### Provided text
┄┄┄┄┄┄┄┄┄┄

Query Fabric Data from Synapse¶

# Query Fabric Lakehouse data from Synapse Spark
def query_fabric_lakehouse(shortcut_name, filter_condition=None):
    """Query data from Fabric Lakehouse via OneLake shortcut."""

    # Read data from OneLake shortcut
    fabric_df = spark.read.format("delta") \
        .load(f"Tables/{shortcut_name}")

    # Apply filter if provided
    if filter_condition:
        fabric_df = fabric_df.filter(filter_condition)

    # Example: Aggregate sales by region
    result_df = fabric_df.groupBy("region") \
        .agg(
            sum("sales_amount").alias("total_sales"),
            count("transaction_id").alias("transaction_count"),
            avg("sales_amount").alias("avg_transaction_value")
        ) \
        .orderBy("total_sales", ascending=False)

┄┄┄┄┄┄┄┄┄┄

### Objective A
Can you reproduce the Fabric Lakehouse query code in full, character for character?

### Dataset entries
┄┄┄┄┄┄┄┄┄┄

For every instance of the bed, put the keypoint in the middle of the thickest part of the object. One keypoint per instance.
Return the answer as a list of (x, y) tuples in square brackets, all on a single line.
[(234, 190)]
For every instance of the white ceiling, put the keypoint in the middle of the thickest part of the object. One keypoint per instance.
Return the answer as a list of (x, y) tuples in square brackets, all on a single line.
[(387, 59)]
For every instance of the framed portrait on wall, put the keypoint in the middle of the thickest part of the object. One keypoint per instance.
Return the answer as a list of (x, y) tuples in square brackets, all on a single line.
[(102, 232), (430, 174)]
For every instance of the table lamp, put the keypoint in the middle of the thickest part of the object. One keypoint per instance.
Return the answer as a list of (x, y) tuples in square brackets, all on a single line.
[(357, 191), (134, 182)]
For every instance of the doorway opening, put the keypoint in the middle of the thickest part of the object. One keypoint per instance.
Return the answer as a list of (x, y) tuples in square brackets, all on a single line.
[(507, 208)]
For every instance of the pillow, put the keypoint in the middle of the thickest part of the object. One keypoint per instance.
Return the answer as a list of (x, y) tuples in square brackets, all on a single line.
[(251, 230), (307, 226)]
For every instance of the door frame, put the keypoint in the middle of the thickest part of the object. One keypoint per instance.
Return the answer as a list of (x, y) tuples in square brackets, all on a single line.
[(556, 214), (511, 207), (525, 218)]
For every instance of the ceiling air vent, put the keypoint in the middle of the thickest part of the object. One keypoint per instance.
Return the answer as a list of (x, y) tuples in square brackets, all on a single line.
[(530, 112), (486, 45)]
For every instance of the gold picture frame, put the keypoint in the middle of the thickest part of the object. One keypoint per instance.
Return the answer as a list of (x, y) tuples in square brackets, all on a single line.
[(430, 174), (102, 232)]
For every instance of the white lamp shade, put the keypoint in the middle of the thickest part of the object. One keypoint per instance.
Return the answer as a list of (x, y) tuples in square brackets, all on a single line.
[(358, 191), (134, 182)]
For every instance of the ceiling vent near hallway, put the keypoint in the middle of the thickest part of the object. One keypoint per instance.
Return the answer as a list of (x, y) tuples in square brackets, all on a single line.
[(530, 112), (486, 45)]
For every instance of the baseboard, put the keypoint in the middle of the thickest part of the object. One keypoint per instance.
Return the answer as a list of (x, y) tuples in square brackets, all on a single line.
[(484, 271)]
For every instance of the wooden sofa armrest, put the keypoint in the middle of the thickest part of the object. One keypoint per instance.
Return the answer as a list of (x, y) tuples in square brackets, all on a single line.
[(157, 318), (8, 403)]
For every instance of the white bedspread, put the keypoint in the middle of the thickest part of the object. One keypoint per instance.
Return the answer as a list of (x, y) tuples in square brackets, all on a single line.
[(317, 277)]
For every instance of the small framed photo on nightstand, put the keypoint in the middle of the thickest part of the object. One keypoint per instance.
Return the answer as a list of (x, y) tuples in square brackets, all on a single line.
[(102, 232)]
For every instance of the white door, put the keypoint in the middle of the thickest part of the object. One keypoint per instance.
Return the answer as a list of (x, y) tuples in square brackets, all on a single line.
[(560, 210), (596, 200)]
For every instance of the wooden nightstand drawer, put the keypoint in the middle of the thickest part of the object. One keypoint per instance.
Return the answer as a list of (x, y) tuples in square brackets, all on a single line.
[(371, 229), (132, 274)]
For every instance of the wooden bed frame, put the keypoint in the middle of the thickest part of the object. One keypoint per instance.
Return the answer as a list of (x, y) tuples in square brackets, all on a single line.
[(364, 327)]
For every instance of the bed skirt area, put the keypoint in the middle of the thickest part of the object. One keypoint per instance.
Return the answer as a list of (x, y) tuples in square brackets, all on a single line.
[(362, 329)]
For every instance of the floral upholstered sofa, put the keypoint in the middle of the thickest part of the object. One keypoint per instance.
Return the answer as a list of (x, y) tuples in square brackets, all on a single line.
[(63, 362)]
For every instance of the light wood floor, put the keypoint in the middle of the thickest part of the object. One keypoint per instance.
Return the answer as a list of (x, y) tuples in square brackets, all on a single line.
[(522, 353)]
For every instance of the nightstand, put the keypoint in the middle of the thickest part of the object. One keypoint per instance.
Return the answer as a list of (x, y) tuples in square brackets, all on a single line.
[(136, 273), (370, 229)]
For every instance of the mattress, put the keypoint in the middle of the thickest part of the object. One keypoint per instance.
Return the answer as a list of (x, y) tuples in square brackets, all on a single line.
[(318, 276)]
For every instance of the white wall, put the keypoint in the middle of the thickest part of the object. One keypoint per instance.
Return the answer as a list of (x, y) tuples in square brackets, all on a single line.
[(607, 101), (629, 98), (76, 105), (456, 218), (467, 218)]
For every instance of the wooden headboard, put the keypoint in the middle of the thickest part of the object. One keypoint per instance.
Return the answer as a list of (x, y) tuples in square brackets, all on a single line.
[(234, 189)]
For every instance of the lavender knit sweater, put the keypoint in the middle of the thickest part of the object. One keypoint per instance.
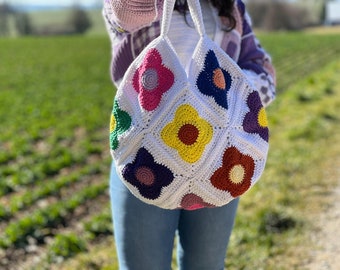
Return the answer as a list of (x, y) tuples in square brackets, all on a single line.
[(133, 24)]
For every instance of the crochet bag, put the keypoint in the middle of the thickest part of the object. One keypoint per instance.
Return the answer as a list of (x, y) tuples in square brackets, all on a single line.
[(187, 138)]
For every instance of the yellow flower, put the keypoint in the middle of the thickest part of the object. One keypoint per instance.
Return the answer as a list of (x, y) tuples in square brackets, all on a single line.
[(188, 133)]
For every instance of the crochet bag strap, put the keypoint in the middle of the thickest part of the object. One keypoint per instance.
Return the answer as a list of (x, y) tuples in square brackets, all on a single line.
[(194, 9)]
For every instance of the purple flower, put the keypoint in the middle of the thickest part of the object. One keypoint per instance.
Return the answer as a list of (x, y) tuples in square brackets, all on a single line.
[(214, 81)]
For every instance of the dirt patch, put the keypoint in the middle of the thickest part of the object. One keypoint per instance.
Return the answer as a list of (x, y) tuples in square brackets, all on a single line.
[(326, 236)]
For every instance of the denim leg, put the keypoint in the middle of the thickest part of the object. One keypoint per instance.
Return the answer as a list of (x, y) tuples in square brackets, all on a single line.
[(204, 237), (144, 234)]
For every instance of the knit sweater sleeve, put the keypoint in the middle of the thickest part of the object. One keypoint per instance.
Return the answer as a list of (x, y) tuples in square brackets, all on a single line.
[(132, 15), (255, 61)]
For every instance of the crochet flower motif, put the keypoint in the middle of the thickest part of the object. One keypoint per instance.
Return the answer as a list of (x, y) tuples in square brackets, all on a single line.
[(256, 121), (188, 133), (146, 175), (119, 123), (151, 80), (235, 174), (214, 81), (192, 202)]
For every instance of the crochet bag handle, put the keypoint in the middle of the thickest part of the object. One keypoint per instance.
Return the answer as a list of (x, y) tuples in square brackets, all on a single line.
[(195, 11)]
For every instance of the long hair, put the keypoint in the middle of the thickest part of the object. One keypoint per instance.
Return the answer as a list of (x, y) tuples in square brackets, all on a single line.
[(224, 7)]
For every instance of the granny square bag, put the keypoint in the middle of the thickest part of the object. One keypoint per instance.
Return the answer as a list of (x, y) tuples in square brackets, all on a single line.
[(187, 138)]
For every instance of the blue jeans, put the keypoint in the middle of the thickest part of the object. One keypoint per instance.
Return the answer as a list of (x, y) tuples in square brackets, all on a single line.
[(144, 234)]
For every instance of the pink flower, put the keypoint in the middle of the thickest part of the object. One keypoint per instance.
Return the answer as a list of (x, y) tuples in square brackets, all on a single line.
[(151, 80)]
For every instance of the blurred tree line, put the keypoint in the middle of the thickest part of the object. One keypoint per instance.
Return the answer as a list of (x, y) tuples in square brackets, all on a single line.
[(77, 22), (286, 15)]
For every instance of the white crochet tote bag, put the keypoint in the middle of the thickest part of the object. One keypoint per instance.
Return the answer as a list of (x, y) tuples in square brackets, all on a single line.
[(187, 138)]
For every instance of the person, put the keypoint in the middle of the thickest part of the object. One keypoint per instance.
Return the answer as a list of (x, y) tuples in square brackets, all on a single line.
[(145, 234)]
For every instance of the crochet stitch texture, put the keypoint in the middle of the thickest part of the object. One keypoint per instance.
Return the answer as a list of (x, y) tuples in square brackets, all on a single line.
[(187, 138)]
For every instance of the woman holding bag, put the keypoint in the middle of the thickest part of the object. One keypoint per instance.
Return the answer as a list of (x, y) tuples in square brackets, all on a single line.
[(144, 233)]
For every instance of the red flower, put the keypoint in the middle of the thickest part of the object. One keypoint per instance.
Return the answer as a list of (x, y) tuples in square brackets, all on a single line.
[(151, 80)]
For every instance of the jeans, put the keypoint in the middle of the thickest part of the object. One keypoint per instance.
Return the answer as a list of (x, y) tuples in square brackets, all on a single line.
[(144, 234)]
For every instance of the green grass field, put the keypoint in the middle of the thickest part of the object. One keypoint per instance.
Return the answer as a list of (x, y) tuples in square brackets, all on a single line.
[(55, 103)]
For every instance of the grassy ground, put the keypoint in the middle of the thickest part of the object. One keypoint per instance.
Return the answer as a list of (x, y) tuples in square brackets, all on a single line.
[(274, 220), (54, 110)]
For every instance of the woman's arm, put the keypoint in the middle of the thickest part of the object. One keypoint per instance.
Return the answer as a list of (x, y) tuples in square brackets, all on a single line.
[(255, 62), (131, 15)]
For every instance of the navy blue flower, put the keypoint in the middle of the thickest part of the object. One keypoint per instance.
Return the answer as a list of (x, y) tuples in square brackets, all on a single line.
[(146, 175), (214, 81)]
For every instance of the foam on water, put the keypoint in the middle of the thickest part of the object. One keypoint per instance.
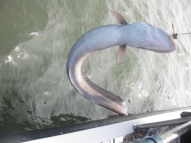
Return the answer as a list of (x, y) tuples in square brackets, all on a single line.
[(33, 76)]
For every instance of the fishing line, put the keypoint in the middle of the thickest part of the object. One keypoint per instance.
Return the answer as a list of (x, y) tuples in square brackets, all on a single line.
[(175, 35)]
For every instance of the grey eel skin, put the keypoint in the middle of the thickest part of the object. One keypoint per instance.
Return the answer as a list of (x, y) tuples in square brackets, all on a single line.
[(139, 34)]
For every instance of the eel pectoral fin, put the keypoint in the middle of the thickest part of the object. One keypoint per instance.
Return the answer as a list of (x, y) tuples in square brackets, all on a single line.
[(117, 17), (120, 52)]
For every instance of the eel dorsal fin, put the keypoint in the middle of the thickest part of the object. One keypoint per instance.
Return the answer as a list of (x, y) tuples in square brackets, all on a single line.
[(117, 17), (120, 52)]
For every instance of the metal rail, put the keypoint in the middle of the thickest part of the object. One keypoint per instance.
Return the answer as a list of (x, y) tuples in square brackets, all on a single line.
[(93, 131)]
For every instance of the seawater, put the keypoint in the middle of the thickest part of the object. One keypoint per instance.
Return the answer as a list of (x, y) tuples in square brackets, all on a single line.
[(36, 37)]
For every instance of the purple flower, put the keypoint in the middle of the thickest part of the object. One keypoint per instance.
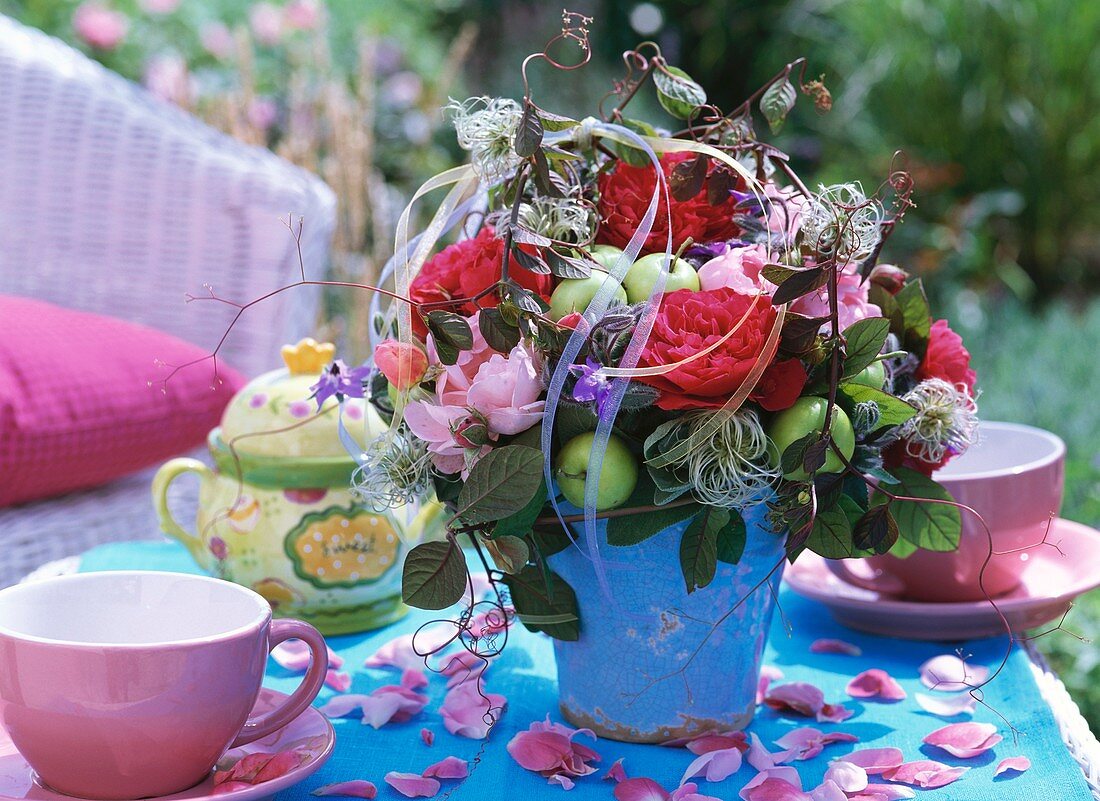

┄┄┄┄┄┄┄┄┄┄

### Objective B
Can you shift every coordinate in the answers of the dataset entries by -149 and write those lines out again with their requests? Begin at the line that has "For every instance of the green", stop after the line that has "[(274, 220), (54, 110)]", and give only those lines.

### Correct response A
Query Fabric Data from Synapse¶

# Query Fabric Lakehouse data from Synapse Spark
def query_fabric_lakehouse(shortcut_name, filter_condition=None):
    """Query data from Fabric Lakehouse via OneLake shortcut."""

    # Read data from OneLake shortcut
    fabric_df = spark.read.format("delta") \
        .load(f"Tables/{shortcut_name}")

    # Apply filter if provided
    if filter_condition:
        fabric_df = fabric_df.filter(filter_condition)

    # Example: Aggregate sales by region
    result_df = fabric_df.groupBy("region") \
        .agg(
            sum("sales_amount").alias("total_sales"),
            count("transaction_id").alias("transaction_count"),
            avg("sales_amount").alias("avg_transaction_value")
        ) \
        .orderBy("total_sales", ascending=False)

### Correct response B
For every instance of the green grass field, put the keypoint in the middle of the thickest part of the object. One keypoint per instance.
Return the answer as a list of (x, y) tuples in square brackets, all on a single line.
[(-94, -46)]
For every instance of the grassy ground, put the keypoint in the middle of the thickest part of the object. One keypoint per instance.
Return the answer as a list of (x, y) tuples in square brackets, all on a single line.
[(125, 71), (-95, -39)]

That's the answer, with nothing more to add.